» Text block
+ + +

You are currently viewing Mark Kilens of Drift on creating a unified content experience and a robust community

Mark Kilens of Drift on creating a unified content experience and a robust community


When you think “content marketing”, what are the names of some brands that come to mind? A few international brands that have defined the trajectory of content marketing in the past decade or so have been the B2B SaaS giant HubSpot, and more recently, the conversational marketing platform Drift, launched in 2014.

In this latest episode of Pepper Content’s Top of the Funnel series, we have someone who has been at the forefront of both these entities.

Mark Kilens is the VP of Content and Community at Drift, and was at HubSpot for over 8 years, where he played a vital role in establishing the HubSpot Academy.

This week, Natasha Puri, Content Marketing Lead at Pepper, unravels the secret sauce of content marketing with Mark Kilens.


Watch the video here:

The evolution of content marketing

“I think content is something that has been a passion of mine for a long time, but I really didn’t realise that until I joined my first company out of school. It was a small startup back in 2008-2009. And at that company, we used HubSpot. We were one of the first a thousand businesses to use HubSpot,” says Mark.

+ + +

Image location labeling entries
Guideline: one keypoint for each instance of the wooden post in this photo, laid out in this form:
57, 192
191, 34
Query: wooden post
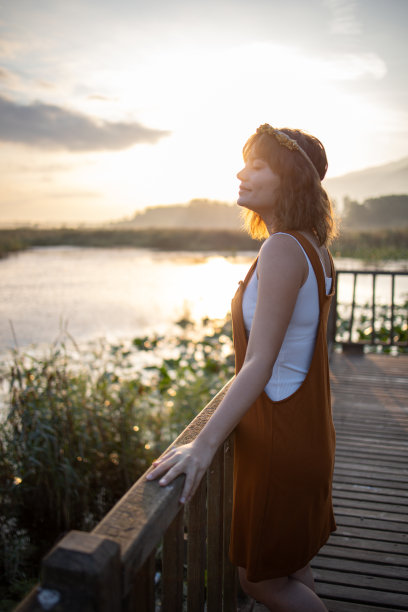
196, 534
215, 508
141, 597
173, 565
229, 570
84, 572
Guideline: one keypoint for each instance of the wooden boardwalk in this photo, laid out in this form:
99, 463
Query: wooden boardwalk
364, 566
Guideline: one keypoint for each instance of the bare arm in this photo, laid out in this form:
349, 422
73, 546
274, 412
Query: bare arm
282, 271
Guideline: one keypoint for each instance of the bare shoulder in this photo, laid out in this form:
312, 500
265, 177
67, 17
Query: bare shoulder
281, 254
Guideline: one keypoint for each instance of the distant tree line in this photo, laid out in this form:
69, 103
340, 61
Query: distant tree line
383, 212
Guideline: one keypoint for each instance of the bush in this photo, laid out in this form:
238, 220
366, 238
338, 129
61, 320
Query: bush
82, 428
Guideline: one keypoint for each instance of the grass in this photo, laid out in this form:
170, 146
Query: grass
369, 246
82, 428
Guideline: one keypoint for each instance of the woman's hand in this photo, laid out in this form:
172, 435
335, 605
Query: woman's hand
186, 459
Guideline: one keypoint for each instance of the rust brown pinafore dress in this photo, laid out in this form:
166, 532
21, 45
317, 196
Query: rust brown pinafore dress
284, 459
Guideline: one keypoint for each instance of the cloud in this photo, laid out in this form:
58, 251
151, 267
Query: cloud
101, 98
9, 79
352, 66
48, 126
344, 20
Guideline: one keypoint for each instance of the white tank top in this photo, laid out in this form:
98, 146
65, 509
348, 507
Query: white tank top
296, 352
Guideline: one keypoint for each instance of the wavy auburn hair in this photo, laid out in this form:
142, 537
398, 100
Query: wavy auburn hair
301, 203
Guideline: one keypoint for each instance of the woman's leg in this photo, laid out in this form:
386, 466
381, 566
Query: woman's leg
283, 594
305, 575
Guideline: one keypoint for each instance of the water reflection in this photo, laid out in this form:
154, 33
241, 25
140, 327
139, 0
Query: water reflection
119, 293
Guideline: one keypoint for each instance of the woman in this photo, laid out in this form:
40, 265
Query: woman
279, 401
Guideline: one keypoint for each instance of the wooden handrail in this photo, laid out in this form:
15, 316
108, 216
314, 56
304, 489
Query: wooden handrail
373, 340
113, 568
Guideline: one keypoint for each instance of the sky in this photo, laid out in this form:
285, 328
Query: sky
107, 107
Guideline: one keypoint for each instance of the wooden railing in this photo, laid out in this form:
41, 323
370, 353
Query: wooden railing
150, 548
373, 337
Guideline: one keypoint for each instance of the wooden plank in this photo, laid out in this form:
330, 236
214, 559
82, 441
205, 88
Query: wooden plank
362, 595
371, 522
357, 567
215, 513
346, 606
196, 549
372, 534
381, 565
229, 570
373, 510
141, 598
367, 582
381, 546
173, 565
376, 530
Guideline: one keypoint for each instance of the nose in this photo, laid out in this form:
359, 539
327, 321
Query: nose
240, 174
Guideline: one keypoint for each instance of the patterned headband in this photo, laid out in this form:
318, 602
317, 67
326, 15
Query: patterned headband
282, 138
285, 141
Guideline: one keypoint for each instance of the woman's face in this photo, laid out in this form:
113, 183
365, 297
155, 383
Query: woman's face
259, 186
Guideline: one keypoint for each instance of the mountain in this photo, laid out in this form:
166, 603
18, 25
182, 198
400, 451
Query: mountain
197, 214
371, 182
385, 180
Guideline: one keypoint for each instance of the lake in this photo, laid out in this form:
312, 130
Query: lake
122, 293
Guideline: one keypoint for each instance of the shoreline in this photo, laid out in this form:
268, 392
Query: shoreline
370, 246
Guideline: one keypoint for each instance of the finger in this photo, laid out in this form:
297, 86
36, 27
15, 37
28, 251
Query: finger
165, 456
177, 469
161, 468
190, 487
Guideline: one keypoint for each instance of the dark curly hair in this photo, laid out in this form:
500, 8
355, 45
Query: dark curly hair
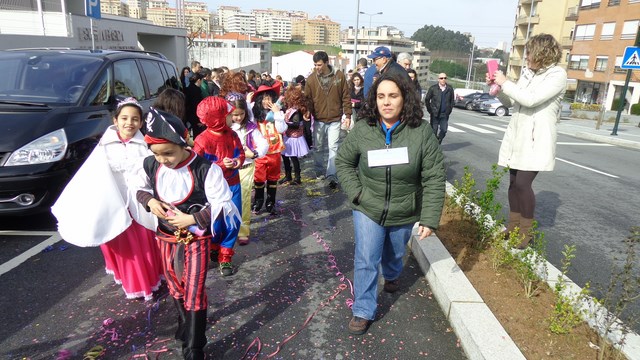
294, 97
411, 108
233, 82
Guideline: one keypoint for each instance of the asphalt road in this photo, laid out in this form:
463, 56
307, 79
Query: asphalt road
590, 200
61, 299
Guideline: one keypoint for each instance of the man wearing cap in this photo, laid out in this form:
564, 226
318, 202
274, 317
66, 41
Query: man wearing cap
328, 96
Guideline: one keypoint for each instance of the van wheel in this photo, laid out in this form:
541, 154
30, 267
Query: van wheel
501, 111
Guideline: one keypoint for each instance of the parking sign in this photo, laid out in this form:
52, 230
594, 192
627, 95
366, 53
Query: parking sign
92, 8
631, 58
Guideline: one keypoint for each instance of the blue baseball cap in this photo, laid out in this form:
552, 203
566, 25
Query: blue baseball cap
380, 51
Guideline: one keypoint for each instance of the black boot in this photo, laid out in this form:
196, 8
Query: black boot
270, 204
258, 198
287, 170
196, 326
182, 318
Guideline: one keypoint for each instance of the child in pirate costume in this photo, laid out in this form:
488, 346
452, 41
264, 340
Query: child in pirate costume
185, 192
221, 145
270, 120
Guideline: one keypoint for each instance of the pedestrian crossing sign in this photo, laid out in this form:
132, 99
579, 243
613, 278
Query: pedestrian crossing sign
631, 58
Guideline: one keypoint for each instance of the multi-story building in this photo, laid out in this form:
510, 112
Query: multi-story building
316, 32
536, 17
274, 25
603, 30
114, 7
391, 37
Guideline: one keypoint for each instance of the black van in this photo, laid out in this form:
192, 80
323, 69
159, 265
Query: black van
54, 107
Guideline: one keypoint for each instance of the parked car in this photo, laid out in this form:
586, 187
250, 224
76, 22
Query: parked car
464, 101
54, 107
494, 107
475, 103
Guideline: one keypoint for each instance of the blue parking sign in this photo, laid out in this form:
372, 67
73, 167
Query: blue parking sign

+ + +

» Task list
(1) Translate this sentence from the article on Mark Kilens of Drift into Spanish: "Mark Kilens is the VP of Content and Community at Drift, and was at HubSpot for over 8 years, where he played a vital role in establishing the HubSpot Academy."
(2) Pick up the article on Mark Kilens of Drift after its final sentence and write the next part.

» Set of answers
(1) Mark Kilens es el vicepresidente de Contenido y Comunidad en Drift, y estuvo en HubSpot durante más de 8 años, donde desempeñó un papel fundamental en la creación de la HubSpot Academy.

(2)
This is how Mark’s tryst with content marketing began. He eventually went on to join HubSpot as an inbound marketer and stayed for eight years. Content marketing as a discipline evolved just as his career did.

“Content marketing has matured a lot since then. And now it’s really about creating a media-centric type of culture. It’s not just about the content. It’s about the experiences that surround that content.”

‘A unified content experience’ is a phrase that came up several times in our conversation and Mark believes that this truly is what defines content marketing today. The focus has shifted from content creation as a standalone process to content being seen as a vehicle to move prospects through their buying process to create a fan, to turn that fan into a customer, to turn that customer into a super fan.

Additionally, he also talks about content enabling product companies to deliver on their sales promises by educating and handholding the customer. And finally, he highlights the need for context: content created in a way that is going to be for the right person at the right time.

The intersection of content and community

How do content and community come together? Mark speaks about Drift Insider, the community that Drift has been working hard to create and how content is at the centre of it all. It spans across all of Drift’s content – the blog, ebooks, classes, and certifications. This content plus other exclusive benefits is what a Drift Insider member gets access to.

“So using Drift Insider as a way to personalise their Drift experience, to create a deeper connection with them, to help them feel like they belong even more. So your content in many ways is setting these expectations. I think it’s a disservice to think of your community as just a messaging forum.”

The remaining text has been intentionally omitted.